[TEXT PROVIDED Boundary: Start]
Here are top 10 points on this landmark verdict
The ground-breaking judgment by the bench of Justice DY Chandrachud, Justice AS Bopanna and Justice JB Pardiwala also saw the court recognise marital rape, though purely within the ambit of abortion.
The court ruled that under the Medical Termination of Pregnancy Act, the definition of rape must include marital rape. This observation may pave the way for later judgments on marital rape, a subject of intense debate in the country.
"Married women may also form part of class of survivors of sexual assault or rape. Ordinary meaning of the word rape is sexual intercourse with a person without their consent or against their will regardless of whether such forced intercourse occurs in the context of matrimony," the court said.
The marital status of a woman cannot be a ground to deprive her of the right of abortion, the court said, while ruling that even unmarried women would be entitled to terminate an unwanted pregnancy within 24 weeks.
The court said a distinction between married and unmarried women under the abortion laws is "artificial and constitutionally unsustainable" and perpetuates the stereotype that only married women are sexually active.
The judgment said that the consequences of an unwanted pregnancy on women's body and mind "cannot be understated". Stressing that the biological process of pregnancy transforms the body of women. The decision to carry pregnancy to full term or terminate it is "firmly rooted under right to bodily autonomy and decisional autonomy of the pregnant women", the court said.
If women with unwanted pregnancies are forced to carry their pregnancies to term, the State would be stripping them of the right to determine the immediate and long term path that their life will take, the judgment added.
The landmark verdict came on a petition by a 25-year-old unmarried woman. The woman had appealed against a Delhi High Court order that she is not entitled to abortion under the Act as she was unmarried, and the pregnancy followed a consensual relationship.
The woman had submitted that she was 23 weeks into her pregnancy and that partner had refused to marry her. She had said that she is the eldest of five siblings and her parents are farmers, stressing that she does not have the means to bring up a child.
On July 21, the court had allowed the woman to abort the foetus provided a medical board concluded that it will not harm her. The bench had then said that provisions of the abortion law, amended in 2021, now include the word "partner" instead of "husband". This, the court said, shows that Parliament did not want to confine a situation of abortion to only a matrimonial relationship.
[TEXT PROVIDED Boundary: End]
--- WORK TO COMPLETE ---
According to the text on the abortion verdict, within how many weeks are unmarried women entitled to terminate an unwanted pregnancy?
[RECORDS Boundary: Start]
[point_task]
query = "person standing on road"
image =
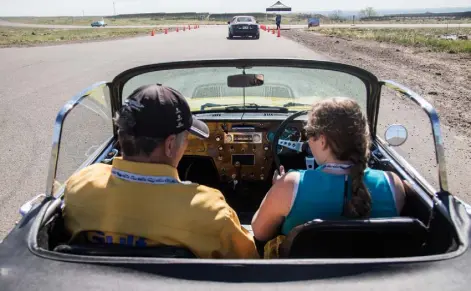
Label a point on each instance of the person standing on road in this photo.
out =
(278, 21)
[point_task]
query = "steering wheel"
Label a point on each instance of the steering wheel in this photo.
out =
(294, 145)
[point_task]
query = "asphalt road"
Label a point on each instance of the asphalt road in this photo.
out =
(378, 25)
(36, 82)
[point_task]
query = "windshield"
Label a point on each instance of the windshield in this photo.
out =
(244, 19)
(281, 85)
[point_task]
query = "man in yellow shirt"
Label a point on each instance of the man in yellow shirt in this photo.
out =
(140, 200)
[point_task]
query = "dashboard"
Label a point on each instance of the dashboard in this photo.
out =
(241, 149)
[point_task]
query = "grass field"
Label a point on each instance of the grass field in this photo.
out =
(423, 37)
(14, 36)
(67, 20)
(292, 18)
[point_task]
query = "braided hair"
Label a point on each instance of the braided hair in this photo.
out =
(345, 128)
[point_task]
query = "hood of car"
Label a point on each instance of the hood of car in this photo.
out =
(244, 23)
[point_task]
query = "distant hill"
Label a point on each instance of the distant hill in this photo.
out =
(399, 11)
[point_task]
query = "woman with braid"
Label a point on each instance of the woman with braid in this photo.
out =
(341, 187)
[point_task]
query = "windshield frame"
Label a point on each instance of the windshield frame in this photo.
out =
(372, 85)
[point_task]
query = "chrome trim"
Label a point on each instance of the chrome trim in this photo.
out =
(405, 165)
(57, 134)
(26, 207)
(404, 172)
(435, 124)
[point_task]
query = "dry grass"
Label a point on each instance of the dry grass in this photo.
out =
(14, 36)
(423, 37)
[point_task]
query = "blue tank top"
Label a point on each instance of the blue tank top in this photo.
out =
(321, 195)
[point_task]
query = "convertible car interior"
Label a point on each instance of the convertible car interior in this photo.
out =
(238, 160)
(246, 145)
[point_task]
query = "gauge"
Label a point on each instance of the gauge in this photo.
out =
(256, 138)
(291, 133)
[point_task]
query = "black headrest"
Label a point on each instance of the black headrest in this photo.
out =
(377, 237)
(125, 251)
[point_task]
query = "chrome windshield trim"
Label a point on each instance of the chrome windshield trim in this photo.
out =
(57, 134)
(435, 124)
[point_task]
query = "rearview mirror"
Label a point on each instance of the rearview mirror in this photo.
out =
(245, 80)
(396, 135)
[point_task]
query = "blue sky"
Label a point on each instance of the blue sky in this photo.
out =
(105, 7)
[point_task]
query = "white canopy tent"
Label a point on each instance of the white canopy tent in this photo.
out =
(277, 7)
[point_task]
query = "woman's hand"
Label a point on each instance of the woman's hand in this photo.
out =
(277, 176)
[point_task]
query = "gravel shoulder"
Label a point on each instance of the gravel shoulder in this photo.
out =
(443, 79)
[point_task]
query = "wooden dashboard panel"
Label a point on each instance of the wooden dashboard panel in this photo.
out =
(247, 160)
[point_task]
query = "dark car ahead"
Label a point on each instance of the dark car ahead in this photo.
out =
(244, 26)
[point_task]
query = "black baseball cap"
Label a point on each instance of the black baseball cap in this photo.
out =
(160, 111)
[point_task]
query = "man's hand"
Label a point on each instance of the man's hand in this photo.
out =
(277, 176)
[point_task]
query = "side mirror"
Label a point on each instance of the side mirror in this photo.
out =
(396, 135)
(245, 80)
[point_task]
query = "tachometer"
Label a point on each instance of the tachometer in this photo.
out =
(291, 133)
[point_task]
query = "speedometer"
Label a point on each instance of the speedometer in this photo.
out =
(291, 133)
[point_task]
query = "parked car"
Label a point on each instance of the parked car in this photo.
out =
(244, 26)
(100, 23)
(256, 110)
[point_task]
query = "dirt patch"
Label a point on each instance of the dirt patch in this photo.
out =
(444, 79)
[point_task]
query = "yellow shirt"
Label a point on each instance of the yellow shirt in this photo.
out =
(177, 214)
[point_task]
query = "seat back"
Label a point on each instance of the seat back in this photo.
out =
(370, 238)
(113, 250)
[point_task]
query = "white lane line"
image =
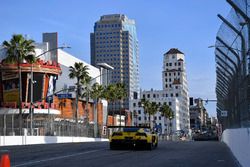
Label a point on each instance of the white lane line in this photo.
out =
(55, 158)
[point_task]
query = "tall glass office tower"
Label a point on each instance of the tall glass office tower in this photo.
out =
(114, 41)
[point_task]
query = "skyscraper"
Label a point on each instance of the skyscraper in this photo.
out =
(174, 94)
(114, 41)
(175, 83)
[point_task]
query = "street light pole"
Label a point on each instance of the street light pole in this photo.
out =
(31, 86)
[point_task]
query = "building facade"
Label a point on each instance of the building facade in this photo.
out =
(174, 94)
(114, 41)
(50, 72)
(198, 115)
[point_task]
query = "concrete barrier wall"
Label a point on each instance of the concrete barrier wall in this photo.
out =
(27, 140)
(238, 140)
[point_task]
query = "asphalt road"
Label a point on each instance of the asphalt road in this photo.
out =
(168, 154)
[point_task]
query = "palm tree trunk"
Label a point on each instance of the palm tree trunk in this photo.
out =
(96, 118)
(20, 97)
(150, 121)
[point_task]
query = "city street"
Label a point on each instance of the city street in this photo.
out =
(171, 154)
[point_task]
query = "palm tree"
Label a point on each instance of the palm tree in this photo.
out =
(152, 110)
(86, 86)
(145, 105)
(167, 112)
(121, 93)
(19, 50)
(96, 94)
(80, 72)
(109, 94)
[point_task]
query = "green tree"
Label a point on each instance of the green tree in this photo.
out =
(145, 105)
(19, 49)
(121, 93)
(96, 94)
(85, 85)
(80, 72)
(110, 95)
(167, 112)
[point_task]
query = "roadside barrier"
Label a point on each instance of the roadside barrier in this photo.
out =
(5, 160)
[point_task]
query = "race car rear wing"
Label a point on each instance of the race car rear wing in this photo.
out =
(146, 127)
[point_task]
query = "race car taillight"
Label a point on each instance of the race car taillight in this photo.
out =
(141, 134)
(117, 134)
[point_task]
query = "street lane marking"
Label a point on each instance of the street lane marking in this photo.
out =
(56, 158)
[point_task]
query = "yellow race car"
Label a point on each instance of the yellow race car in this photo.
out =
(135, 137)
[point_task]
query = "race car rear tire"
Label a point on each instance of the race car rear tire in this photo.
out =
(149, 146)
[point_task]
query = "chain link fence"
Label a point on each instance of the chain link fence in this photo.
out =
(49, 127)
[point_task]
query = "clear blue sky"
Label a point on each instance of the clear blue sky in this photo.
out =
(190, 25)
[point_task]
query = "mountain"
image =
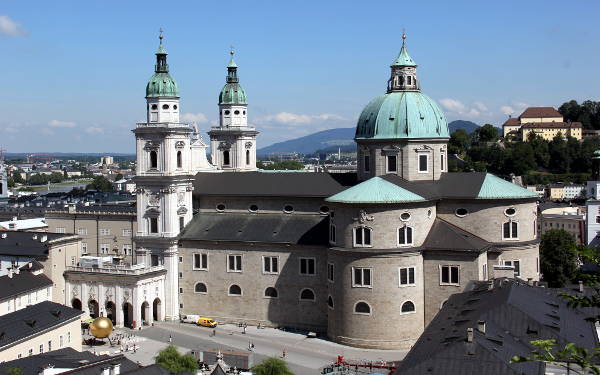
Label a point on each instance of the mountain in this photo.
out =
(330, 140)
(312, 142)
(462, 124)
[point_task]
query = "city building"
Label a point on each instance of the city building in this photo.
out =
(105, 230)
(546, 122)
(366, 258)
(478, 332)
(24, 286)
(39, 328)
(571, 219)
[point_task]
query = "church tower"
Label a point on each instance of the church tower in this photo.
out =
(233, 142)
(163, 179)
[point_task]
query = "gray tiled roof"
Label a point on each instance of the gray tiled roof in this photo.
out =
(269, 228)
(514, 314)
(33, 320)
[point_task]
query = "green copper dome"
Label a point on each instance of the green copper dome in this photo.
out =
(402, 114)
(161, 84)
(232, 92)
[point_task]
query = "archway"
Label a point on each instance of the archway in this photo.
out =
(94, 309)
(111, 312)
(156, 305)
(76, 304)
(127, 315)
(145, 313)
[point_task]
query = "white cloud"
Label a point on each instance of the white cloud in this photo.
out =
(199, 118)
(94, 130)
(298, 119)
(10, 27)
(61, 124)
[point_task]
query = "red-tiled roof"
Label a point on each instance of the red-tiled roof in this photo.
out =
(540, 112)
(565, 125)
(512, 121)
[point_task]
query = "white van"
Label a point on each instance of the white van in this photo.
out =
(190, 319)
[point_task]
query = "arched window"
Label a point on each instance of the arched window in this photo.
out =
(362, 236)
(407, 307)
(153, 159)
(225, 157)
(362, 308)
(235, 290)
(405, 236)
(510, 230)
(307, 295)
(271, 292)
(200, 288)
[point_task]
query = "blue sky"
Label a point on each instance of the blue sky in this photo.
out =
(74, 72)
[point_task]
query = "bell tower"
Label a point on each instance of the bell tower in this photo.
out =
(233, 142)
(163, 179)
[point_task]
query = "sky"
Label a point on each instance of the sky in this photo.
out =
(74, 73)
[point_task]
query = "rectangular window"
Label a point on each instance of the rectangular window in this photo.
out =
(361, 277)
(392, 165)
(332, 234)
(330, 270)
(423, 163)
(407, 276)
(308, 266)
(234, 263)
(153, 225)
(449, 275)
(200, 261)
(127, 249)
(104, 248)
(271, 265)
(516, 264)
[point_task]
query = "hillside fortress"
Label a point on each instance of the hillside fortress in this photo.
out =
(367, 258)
[RECORDS Boundary: End]
--- SOLUTION BELOW ---
Within 24 weeks.